▸ **List of tasks**
- A) These questions are about the article on the 1990s US campus and the Israel-Palestine conflict. Answer each on its own line:
(i) In what year did the writer send a letter to the university newspaper's editor?
(ii) At which university was Edward Said?
(iii) Who founded Middle East Forum?
- B) Can you pick up the article on the 1990s US campus and the Israel-Palestine conflict after its final sentence and write what comes next?

The 1990s US campus and the Israel-Palestine conflict

For those reasons, I was aware of the fraught debates around the conflict in Palestine from an early age. In 1995, while attending a university in the US north-west, I even wrote a letter on the issue to the university newspaper’s editor. I do not remember much about the letter, other than it was a response to another article or letter on the Israel-Palestine conflict, and that I quoted Naim Ateek’s book on the subject.

At that time, the Israel-Palestine conflict did not affect US university campuses in the manner that it does today. Columbia University’s Edward Said was the most influential intellectual, and the Massachusetts Institute of Technology’s (MIT) Noam Chomsky had been a strong supporter of Palestinian rights for 20 years already. Their stance ensured the Palestinian viewpoint had legitimacy on American university campuses.

At the same time, however, a pro-Israeli think tank called Middle East Forum was established in 1990 and was already notorious for its activities, as well as those of its founder, Daniel Pipes. Bernard Lewis, resident at Princeton from the mid-1970s and then Cornell in the late 1980s, anchored the pro-Israeli academic community.

▸ **Source excerpt**
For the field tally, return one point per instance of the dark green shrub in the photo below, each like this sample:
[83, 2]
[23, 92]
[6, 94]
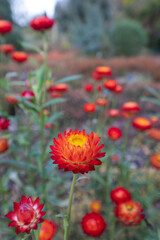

▸ **Per-task outputs**
- A)
(i) 1995
(ii) Columbia University
(iii) Daniel Pipes

- B)
Since that era, Edward Said and Bernard Lewis have passed away. Norman Finkelstein’s stance as Israel’s primary US academic critic was established in the past 20 years. The Middle East Forum launched its Campus Watch initiative in 2002, which engaged in what would now be called “doxxing” – encouraging students to file reports on professors they deemed “anti-Semitic”, which would then be published on social media or the Internet. Stanford’s Joel Beinin and others have engaged in disputes with Pipes over Campus Watch’s activities. Two of the US’s most esteemed political scientists, the University of Chicago’s John Mearsheimer and Harvard’s Stephen Walt, also published a study on pro-Israeli lobbying groups in 2007. Thus, in terms of the Israel-Palestine issue’s academic debates, not a lot has changed as pro and con camps continue to argue, often in a highly acrimonious manner.

Not the 1990s anymore

What has changed is the environment in which the US academy exists. The first vital difference between the 1990s and now is the rise of social media, the intense polemics that rage on certain social media platforms, and the so-called “cancel culture” that it has engendered. Social media makes information far more readily available, but information that is often de-contextualised, incomplete or simply inaccurate. As most social media users are aware, social media debates are characterised by fury and slander, not by calm, informed, reasoned discussion.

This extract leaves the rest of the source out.